* [Image point grounding data]

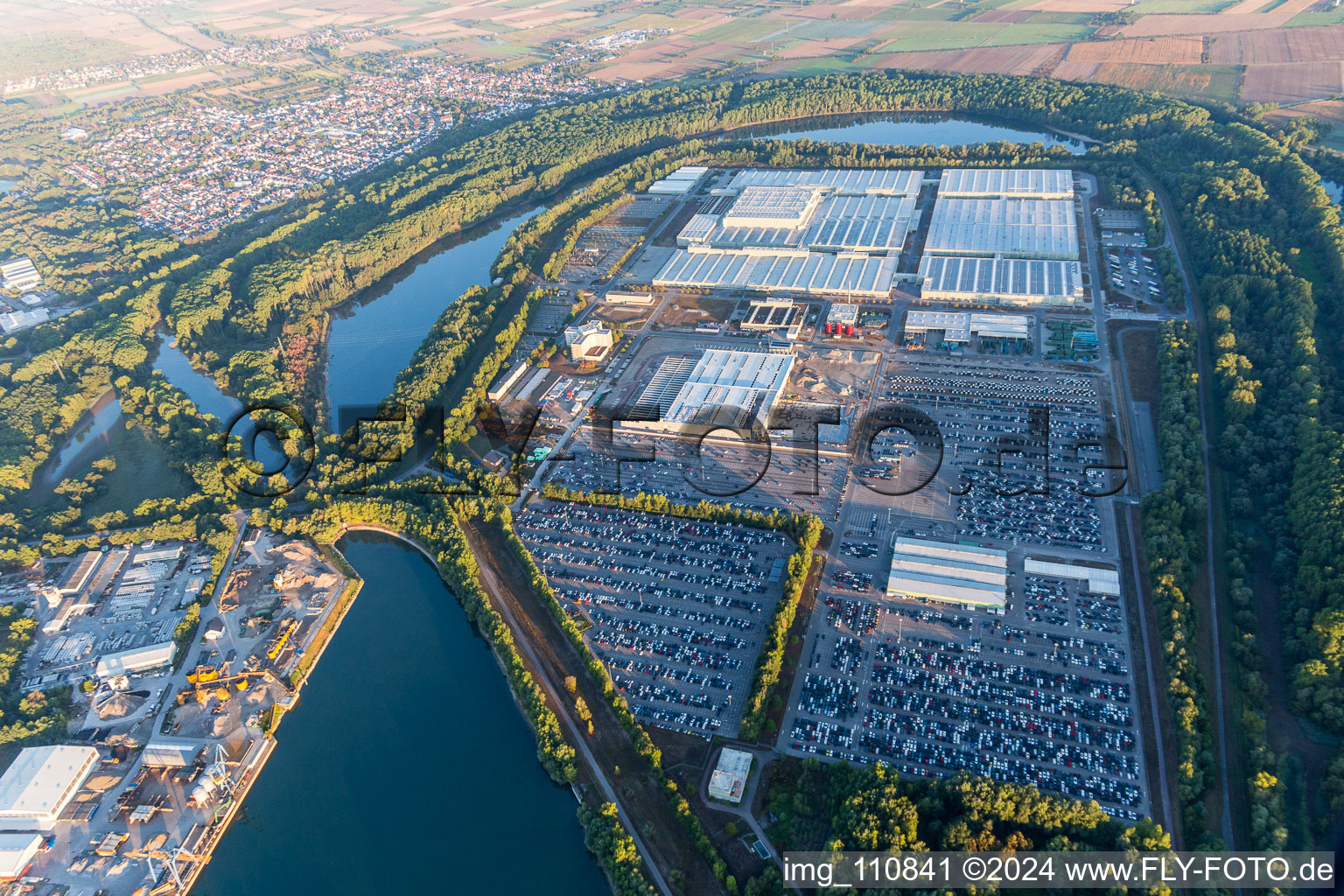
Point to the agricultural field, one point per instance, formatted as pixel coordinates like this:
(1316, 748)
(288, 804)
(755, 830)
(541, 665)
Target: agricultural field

* [TASK OBJECTIVE]
When copying the records, reproduce every entry exactly and omit all pictures.

* [EXPECTED ANSWER]
Point to the agricultural field, one point per instance, formatted as pixel coordinates like this:
(1316, 748)
(288, 804)
(755, 830)
(541, 665)
Target: agricultural field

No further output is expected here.